- TEXT FOR ANALYSIS -
== Segment start ==

Arkansas attorney general mum on future election suits

Rutledge not acknowledging Biden as president-elect

FILE — In this Jan. 22, 2020, file photo, Arkansas Attorney General Leslie Rutledge speaks to reporters at a news conference in Washington. (AP Photo/Cliff Owen)
FILE — In this Jan. 22, 2020, file photo, Arkansas Attorney General Leslie Rutledge speaks to reporters at a news conference in Washington. (AP Photo/Cliff Owen)

Arkansas Attorney General Leslie Rutledge on Monday declined to acknowledge Democrat Joe Biden as the winner of the 2020 presidential election, days after the U.S. Supreme Court declined to take up a lawsuit she and other Republican attorneys general joined challenging the result.

As each state's representatives in the Electoral College met Monday -- voting 306 to 232 in Biden's favor -- Rutledge agreed to an interview with the Arkansas Democrat-Gazette over her participation in the unsuccessful lawsuit seeking the appointment of new electors in four states that voted for Biden.

Asked several times whether her office planned to file or join any additional lawsuits challenging the election result, Rutledge answered each time that her office was not involved in any ongoing litigation. She provided the same response when asked whether she would accept Biden's Electoral College victory.

"At this point, Arkansas is not involved in any lawsuits and we are not involved in any challenges to the Electoral College," Rutledge said.

== Segment end ==

- STUDY QUESTIONS -
**a.** Answer these questions from the article:
(i) What was the Electoral College vote count?
(ii) Which newspaper interviewed Rutledge?
(iii) In how many states did the lawsuit seek the appointment of new electors?
**b.** Rewrite the part of the article that opens with the words containing "Arkansas Attorney General Leslie Rutledge on" and closes with "voted for Biden.", swapping "Monday" for "Tuesday".
The listing that follows comes from a different source than the article.

Saved data entries:
== Segment start ==

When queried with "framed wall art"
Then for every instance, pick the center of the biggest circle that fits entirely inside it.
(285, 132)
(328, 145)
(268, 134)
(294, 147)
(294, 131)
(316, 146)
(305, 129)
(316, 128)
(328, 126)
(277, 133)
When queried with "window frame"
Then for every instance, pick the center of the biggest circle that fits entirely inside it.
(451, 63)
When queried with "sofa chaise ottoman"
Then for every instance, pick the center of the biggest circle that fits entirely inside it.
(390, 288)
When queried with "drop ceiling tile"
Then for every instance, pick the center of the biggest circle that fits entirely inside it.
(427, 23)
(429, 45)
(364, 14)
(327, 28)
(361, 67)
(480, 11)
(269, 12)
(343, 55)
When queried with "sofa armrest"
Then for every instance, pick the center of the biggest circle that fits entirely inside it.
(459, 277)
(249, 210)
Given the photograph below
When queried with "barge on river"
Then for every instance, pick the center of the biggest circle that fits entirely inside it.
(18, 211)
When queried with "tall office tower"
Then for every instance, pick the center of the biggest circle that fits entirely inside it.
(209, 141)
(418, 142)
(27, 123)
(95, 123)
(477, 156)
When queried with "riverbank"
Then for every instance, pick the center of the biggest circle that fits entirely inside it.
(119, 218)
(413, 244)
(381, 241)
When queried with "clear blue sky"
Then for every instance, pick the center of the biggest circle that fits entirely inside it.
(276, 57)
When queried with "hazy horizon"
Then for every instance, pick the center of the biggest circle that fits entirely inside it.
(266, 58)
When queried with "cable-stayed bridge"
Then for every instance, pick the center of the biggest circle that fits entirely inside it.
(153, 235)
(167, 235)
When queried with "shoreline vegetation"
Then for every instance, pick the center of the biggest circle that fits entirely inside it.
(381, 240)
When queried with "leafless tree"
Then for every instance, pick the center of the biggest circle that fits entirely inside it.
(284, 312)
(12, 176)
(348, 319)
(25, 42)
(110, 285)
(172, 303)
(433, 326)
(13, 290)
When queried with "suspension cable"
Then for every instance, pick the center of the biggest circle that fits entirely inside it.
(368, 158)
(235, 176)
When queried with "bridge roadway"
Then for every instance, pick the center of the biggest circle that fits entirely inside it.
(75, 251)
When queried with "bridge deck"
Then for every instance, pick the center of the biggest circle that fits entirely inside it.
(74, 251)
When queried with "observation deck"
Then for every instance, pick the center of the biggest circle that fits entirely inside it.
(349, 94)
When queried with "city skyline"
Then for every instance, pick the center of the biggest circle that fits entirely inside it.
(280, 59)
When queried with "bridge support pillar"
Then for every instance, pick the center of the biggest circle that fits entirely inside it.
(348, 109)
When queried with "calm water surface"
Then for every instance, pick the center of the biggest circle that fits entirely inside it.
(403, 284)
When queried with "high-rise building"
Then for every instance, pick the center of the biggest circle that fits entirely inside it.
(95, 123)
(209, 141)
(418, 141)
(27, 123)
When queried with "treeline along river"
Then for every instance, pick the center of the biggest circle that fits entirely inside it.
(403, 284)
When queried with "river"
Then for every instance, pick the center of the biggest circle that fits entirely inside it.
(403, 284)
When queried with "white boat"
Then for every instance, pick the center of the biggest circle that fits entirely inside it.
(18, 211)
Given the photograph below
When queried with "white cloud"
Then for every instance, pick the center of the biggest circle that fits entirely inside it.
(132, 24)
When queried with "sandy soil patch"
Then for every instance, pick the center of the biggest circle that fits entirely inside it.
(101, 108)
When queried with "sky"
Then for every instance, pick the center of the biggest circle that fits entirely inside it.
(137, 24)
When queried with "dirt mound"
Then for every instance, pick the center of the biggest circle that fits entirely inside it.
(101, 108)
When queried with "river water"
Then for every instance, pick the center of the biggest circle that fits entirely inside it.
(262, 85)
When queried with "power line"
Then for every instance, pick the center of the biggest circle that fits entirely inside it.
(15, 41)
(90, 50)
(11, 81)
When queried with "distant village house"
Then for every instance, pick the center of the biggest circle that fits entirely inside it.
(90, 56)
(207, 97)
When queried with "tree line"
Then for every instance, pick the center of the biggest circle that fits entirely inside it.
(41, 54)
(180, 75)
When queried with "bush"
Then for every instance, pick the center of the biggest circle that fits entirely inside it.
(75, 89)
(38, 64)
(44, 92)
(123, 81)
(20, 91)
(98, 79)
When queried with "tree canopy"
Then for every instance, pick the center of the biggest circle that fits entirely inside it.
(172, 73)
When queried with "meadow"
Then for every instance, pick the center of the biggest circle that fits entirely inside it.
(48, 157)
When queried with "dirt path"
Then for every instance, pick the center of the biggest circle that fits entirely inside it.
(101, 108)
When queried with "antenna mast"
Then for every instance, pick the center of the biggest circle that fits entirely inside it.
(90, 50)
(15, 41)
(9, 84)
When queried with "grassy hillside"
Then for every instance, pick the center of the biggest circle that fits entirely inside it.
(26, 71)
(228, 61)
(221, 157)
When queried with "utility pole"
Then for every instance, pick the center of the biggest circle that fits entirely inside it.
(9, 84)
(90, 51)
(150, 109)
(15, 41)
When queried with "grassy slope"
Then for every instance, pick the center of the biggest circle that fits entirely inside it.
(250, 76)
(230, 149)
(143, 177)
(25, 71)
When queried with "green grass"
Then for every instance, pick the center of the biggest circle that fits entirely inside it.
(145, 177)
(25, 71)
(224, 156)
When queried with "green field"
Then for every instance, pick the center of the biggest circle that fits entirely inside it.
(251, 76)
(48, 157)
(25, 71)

== Segment end ==

- RESULTS FOR THE EXERCISE -
**a.**
(i) 306 to 232 in Biden's favor
(ii) The Arkansas Democrat-Gazette
(iii) Four

**b.**
Arkansas Attorney General Leslie Rutledge on Tuesday declined to acknowledge Democrat Joe Biden as the winner of the 2020 presidential election, days after the U.S. Supreme Court declined to take up a lawsuit she and other Republican attorneys general joined challenging the result.

As each state's representatives in the Electoral College met Tuesday -- voting 306 to 232 in Biden's favor -- Rutledge agreed to an interview with the Arkansas Democrat-Gazette over her participation in the unsuccessful lawsuit seeking the appointment of new electors in four states that voted for Biden.